Problem statement: Your task is to return the line containing "Please trace the outline of every instance of the black" plus every line after it, exactly and with nothing added.

[Excerpts of annotation records]
* Start *

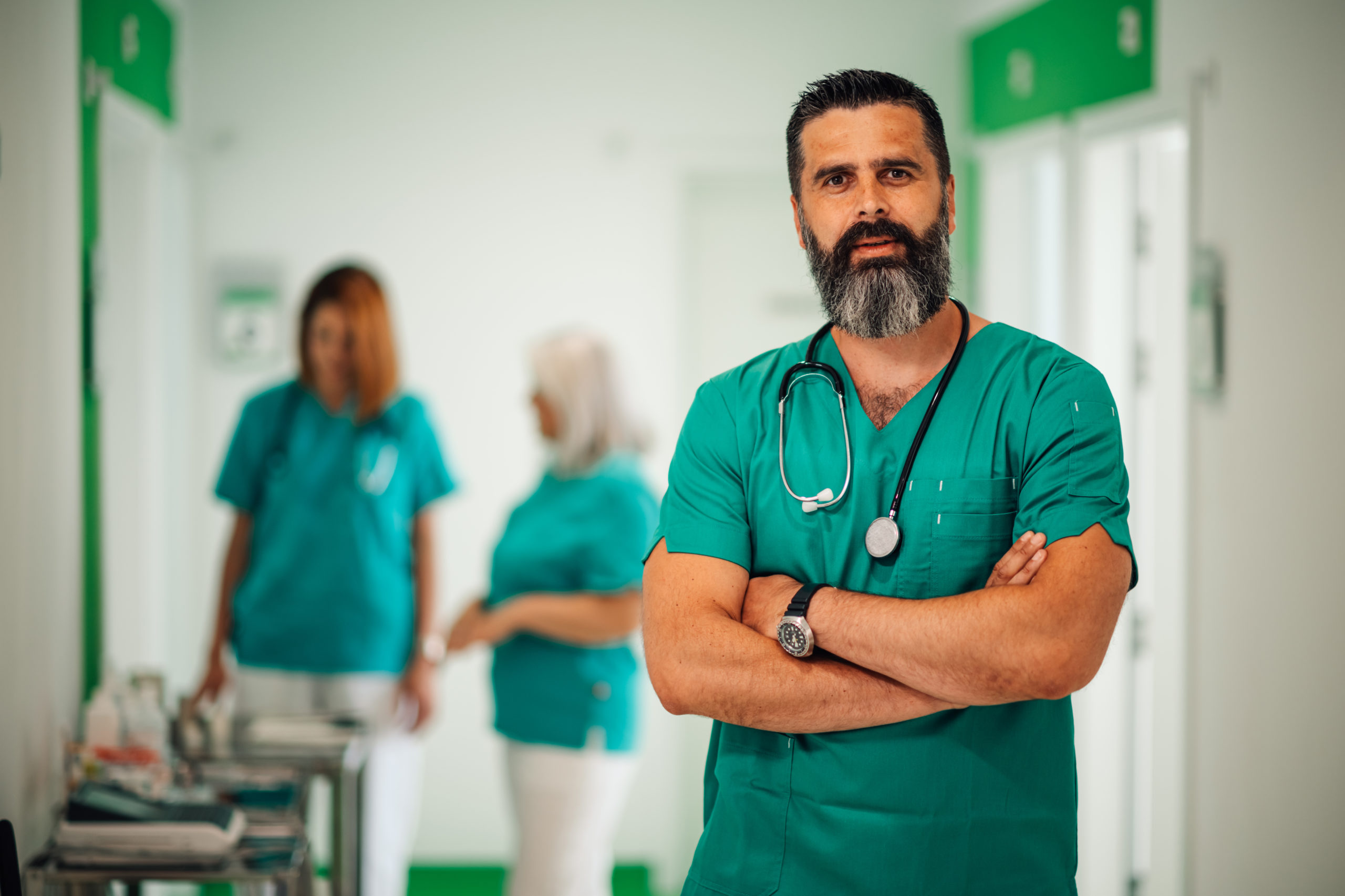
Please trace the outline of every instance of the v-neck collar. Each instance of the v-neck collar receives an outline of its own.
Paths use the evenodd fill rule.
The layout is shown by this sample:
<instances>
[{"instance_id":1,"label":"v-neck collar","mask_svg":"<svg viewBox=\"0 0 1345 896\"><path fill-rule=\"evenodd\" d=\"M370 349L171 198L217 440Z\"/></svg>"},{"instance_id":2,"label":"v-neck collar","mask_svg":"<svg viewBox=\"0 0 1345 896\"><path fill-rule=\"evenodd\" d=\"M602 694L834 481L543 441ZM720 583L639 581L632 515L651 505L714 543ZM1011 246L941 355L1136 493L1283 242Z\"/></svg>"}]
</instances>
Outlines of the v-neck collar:
<instances>
[{"instance_id":1,"label":"v-neck collar","mask_svg":"<svg viewBox=\"0 0 1345 896\"><path fill-rule=\"evenodd\" d=\"M979 336L981 334L983 334L986 330L990 330L991 327L1001 327L1001 326L1003 326L1003 324L1001 324L998 320L993 320L993 322L987 323L985 327L982 327L981 330L978 330L976 332L974 332L970 336L967 336L967 347L962 352L962 362L959 362L958 367L960 369L960 367L963 367L967 363L967 352L971 351L971 343L976 339L976 336ZM833 355L835 355L835 361L838 363L833 363L833 362L824 359L822 357L822 354L824 351L830 351ZM854 385L854 377L850 375L850 366L846 365L845 355L841 354L841 346L837 344L835 336L833 336L833 331L831 330L827 330L827 335L823 336L822 342L818 344L816 358L818 358L818 361L827 361L827 363L830 363L833 367L835 367L841 373L841 378L845 379L845 385L846 385L846 402L853 404L853 406L858 409L859 414L863 417L863 421L869 425L869 431L873 433L873 436L876 436L878 439L881 439L884 436L884 433L886 433L888 431L896 428L896 426L893 426L893 424L896 424L897 418L901 417L901 412L904 412L911 405L916 404L916 401L921 396L924 396L927 391L932 393L935 389L939 387L939 378L943 377L943 371L948 367L948 363L944 362L943 366L939 367L939 370L936 370L932 377L929 377L929 382L927 382L925 385L923 385L916 391L916 394L911 396L911 398L908 398L905 401L905 404L902 404L901 408L897 409L897 413L892 416L892 420L889 420L880 429L873 422L873 418L869 417L869 412L866 412L863 409L863 402L859 401L859 390ZM950 357L950 361L951 361L951 357ZM956 373L954 375L956 375ZM925 405L928 405L928 401L925 401Z\"/></svg>"}]
</instances>

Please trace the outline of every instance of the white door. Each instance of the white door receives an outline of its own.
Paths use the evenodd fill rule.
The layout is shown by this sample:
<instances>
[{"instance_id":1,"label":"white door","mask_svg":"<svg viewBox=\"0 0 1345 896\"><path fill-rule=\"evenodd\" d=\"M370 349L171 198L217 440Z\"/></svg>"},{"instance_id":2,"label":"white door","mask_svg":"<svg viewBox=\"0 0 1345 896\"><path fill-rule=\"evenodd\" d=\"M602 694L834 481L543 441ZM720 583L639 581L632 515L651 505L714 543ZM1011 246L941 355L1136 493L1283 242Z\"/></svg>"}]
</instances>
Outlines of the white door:
<instances>
[{"instance_id":1,"label":"white door","mask_svg":"<svg viewBox=\"0 0 1345 896\"><path fill-rule=\"evenodd\" d=\"M164 125L116 90L100 108L94 357L101 396L104 658L186 685L190 357L186 190ZM178 639L179 642L182 639ZM187 661L188 652L190 665Z\"/></svg>"},{"instance_id":2,"label":"white door","mask_svg":"<svg viewBox=\"0 0 1345 896\"><path fill-rule=\"evenodd\" d=\"M979 311L1096 366L1122 417L1141 580L1075 694L1079 892L1181 887L1186 184L1181 128L982 151Z\"/></svg>"}]
</instances>

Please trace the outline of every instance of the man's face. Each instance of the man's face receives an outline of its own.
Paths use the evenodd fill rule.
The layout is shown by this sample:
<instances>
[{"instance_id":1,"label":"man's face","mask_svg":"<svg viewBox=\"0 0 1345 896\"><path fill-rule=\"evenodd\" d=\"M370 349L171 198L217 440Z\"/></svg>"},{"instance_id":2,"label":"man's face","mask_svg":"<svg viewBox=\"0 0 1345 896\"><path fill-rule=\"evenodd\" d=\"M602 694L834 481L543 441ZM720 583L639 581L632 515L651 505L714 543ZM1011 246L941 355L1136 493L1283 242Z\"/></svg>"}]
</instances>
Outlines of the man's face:
<instances>
[{"instance_id":1,"label":"man's face","mask_svg":"<svg viewBox=\"0 0 1345 896\"><path fill-rule=\"evenodd\" d=\"M868 339L921 327L948 289L954 183L915 109L833 109L800 137L799 245L833 323Z\"/></svg>"}]
</instances>

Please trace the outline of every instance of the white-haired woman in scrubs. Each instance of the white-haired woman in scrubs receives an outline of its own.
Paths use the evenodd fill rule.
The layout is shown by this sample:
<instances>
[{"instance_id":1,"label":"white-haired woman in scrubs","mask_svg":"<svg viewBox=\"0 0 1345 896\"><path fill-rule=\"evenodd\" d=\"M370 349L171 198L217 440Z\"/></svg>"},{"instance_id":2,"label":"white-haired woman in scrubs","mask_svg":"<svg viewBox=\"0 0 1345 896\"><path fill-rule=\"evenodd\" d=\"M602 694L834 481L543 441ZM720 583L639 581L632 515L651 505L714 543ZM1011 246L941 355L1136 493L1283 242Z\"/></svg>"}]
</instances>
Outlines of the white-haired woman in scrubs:
<instances>
[{"instance_id":1,"label":"white-haired woman in scrubs","mask_svg":"<svg viewBox=\"0 0 1345 896\"><path fill-rule=\"evenodd\" d=\"M299 330L299 378L247 401L215 486L234 527L198 698L234 678L242 714L367 720L362 892L405 896L421 767L412 731L433 710L443 652L429 505L453 480L425 408L398 389L373 274L327 272Z\"/></svg>"},{"instance_id":2,"label":"white-haired woman in scrubs","mask_svg":"<svg viewBox=\"0 0 1345 896\"><path fill-rule=\"evenodd\" d=\"M511 896L611 893L612 841L635 771L644 552L656 506L605 346L562 335L533 352L551 459L510 514L491 589L449 648L495 646L495 728L518 829Z\"/></svg>"}]
</instances>

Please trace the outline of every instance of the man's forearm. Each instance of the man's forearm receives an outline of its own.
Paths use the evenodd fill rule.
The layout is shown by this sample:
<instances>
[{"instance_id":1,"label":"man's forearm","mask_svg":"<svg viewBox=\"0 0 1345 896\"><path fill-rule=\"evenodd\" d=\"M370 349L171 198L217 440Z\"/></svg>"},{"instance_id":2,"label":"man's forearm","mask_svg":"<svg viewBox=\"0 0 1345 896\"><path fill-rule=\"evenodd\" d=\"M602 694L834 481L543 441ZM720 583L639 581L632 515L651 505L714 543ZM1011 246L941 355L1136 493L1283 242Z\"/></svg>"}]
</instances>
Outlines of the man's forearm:
<instances>
[{"instance_id":1,"label":"man's forearm","mask_svg":"<svg viewBox=\"0 0 1345 896\"><path fill-rule=\"evenodd\" d=\"M1096 673L1128 577L1130 556L1095 526L1056 542L1030 585L929 600L824 589L808 620L819 647L943 700L1059 698Z\"/></svg>"},{"instance_id":2,"label":"man's forearm","mask_svg":"<svg viewBox=\"0 0 1345 896\"><path fill-rule=\"evenodd\" d=\"M650 643L650 677L674 713L790 733L849 731L954 705L831 657L804 661L728 616L689 620L677 643Z\"/></svg>"}]
</instances>

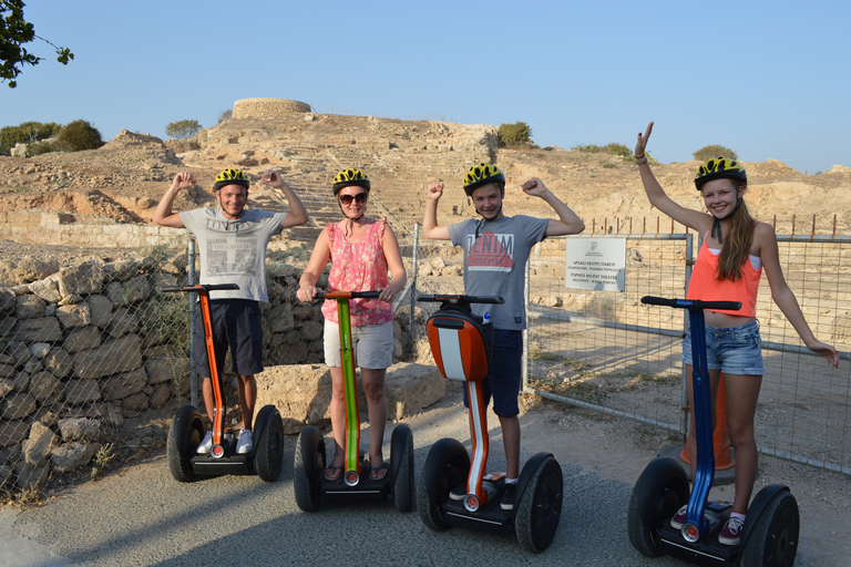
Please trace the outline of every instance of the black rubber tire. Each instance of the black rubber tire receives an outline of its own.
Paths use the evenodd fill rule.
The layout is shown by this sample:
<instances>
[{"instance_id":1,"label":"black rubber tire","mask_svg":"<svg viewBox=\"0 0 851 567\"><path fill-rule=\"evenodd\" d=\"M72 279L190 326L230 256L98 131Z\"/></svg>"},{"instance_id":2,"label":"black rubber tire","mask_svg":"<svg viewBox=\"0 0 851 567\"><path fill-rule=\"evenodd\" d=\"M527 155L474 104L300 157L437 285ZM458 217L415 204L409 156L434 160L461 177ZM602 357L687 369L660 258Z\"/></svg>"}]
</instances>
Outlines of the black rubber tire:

* End *

Result of the exercise:
Please trace the outline of every instance of the black rubber tire. Each instance of the black rubber tire receives an outline of its own.
Paths use the evenodd fill rule.
The layout is shown by this sample:
<instances>
[{"instance_id":1,"label":"black rubber tire","mask_svg":"<svg viewBox=\"0 0 851 567\"><path fill-rule=\"evenodd\" d=\"M72 279L190 326L230 256L98 131Z\"/></svg>"},{"instance_id":2,"label":"black rubber tire","mask_svg":"<svg viewBox=\"0 0 851 567\"><path fill-rule=\"evenodd\" d=\"M527 155L474 104L300 157L437 285ZM458 217L415 204L409 156L434 160L461 177ZM602 357L687 369L660 258Z\"/></svg>"}]
</instances>
Outlines of the black rubber tire:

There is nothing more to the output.